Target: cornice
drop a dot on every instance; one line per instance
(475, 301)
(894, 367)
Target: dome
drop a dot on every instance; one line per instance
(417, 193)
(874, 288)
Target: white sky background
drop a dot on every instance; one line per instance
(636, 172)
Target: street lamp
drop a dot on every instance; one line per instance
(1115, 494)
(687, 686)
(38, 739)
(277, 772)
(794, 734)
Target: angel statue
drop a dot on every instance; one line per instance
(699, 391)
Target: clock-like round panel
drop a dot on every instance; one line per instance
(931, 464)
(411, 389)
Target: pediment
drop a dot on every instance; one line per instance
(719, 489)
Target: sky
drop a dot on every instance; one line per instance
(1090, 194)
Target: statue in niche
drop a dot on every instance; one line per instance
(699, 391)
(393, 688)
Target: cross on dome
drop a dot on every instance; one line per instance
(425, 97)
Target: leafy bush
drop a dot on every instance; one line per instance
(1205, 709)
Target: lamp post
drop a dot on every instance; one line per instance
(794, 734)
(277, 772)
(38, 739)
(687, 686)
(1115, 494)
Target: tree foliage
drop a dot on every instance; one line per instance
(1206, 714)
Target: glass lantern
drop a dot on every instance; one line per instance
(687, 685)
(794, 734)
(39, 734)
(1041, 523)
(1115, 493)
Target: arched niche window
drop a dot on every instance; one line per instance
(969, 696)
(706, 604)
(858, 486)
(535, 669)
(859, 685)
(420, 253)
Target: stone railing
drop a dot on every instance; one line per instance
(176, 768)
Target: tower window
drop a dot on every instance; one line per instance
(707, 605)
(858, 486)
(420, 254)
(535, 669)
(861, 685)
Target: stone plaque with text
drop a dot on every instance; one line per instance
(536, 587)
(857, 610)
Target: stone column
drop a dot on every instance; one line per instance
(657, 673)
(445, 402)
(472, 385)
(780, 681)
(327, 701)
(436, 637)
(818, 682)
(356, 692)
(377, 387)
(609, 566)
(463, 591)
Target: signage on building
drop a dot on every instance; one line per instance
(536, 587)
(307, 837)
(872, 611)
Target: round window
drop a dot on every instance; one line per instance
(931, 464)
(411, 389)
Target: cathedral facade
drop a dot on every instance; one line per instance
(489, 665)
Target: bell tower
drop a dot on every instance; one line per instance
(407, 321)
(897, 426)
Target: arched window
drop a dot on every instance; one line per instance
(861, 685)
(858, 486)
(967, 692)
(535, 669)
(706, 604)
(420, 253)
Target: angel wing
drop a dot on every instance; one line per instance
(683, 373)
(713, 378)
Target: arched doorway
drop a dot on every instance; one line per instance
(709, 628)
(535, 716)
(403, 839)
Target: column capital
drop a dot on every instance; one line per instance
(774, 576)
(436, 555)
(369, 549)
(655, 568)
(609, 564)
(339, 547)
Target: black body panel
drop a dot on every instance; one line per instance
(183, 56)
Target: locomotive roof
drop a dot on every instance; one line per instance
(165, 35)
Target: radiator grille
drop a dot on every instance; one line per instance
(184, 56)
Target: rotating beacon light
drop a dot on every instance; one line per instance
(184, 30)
----------------
▶ _What is asked_
Render all of the material above as a JSON list of strings, with one string for each line and blank lines left out.

▶ _Expected answer_
[
  "Target: cornice",
  "drop a dot on every instance; one line per instance",
  "(475, 301)",
  "(894, 367)",
  "Target: dome",
  "drop a dot on every instance; one line per instance",
  "(417, 193)",
  "(874, 288)",
  "Target: white sky background",
  "drop a dot on every instance; one line per instance",
  "(636, 172)",
  "Target: street lamp",
  "drop a dot on every instance; one line per instance",
  "(1115, 494)",
  "(687, 686)",
  "(38, 739)",
  "(277, 772)",
  "(794, 734)",
  "Target: angel statue",
  "drop a dot on every instance; one line per instance",
  "(699, 391)",
  "Target: clock-like round panel",
  "drop a dot on every instance; one line per instance",
  "(931, 464)",
  "(411, 389)",
  "Target: pediment",
  "drop a dot on every instance; one line per instance",
  "(719, 489)",
  "Target: sky",
  "drop a dot on every instance; one line per instance",
  "(1090, 194)",
  "Target: statue in niche",
  "drop a dot on every instance; one line per instance",
  "(699, 391)",
  "(393, 688)",
  "Target: cross on dome",
  "drop a dot on every instance; one line per instance",
  "(425, 97)",
  "Target: leafy bush",
  "drop a dot on every instance; one line per instance",
  "(1205, 709)",
  "Target: lamp post",
  "drop a dot on every instance; one line per instance",
  "(794, 734)",
  "(277, 772)",
  "(38, 739)",
  "(687, 686)",
  "(1115, 494)",
  "Target: tree foliage",
  "drop a dot on every instance; one line per instance",
  "(1206, 714)",
  "Target: glass lantern",
  "drop a dot on every instance; one line per instance",
  "(687, 685)",
  "(794, 734)",
  "(39, 734)",
  "(1041, 523)",
  "(1115, 493)",
  "Target: arched niche window",
  "drop a dot on every instance; one line per instance",
  "(969, 696)",
  "(706, 604)",
  "(858, 486)",
  "(535, 669)",
  "(859, 685)",
  "(420, 253)",
  "Target: stone railing",
  "drop a dot on every instance; one line per instance",
  "(176, 768)",
  "Target: tower window",
  "drop a dot on every instance; one line per instance",
  "(707, 605)",
  "(858, 486)",
  "(420, 254)",
  "(535, 669)",
  "(861, 685)",
  "Target: stone plaque with text",
  "drop a dot on every instance; one line per instance",
  "(536, 587)",
  "(857, 610)",
  "Target: stone column",
  "drop a dot on every instance; one line per instance",
  "(657, 673)",
  "(445, 402)",
  "(472, 385)",
  "(780, 681)",
  "(327, 701)",
  "(436, 637)",
  "(818, 682)",
  "(356, 692)",
  "(377, 387)",
  "(609, 566)",
  "(463, 591)",
  "Target: signage on building",
  "drop a dot on every instance; one line per instance",
  "(536, 587)",
  "(307, 837)",
  "(872, 611)",
  "Target: round window",
  "drop a dot on every instance; one line per instance",
  "(931, 464)",
  "(411, 389)",
  "Target: cathedral facade",
  "drop a dot on every instance; one line per instance",
  "(489, 665)",
  "Target: bell tower",
  "drop a dot on every instance; one line per instance",
  "(407, 321)",
  "(897, 426)",
  "Target: arched window",
  "drop a dot on every instance; one line per instance",
  "(861, 685)",
  "(858, 486)",
  "(967, 692)",
  "(535, 669)",
  "(706, 604)",
  "(420, 253)",
  "Target: angel wing",
  "drop a dot on every instance; one line per instance",
  "(683, 373)",
  "(713, 378)",
  "Target: arched doorway",
  "drop a dot on every instance; one line per instance",
  "(709, 628)",
  "(535, 716)",
  "(403, 839)",
  "Target: column capital",
  "drop a dot on every instance; one line per instance",
  "(774, 576)",
  "(436, 555)",
  "(369, 549)",
  "(655, 568)",
  "(609, 564)",
  "(339, 547)",
  "Target: black body panel",
  "drop a dot on every instance; one line per instance",
  "(183, 56)",
  "Target: locomotive roof",
  "drop a dot on every instance; one line per instance",
  "(165, 35)",
  "Target: radiator grille",
  "drop a dot on every instance; one line per instance",
  "(184, 56)",
  "Target: rotating beacon light",
  "drop a dot on every instance; one line per instance",
  "(184, 30)"
]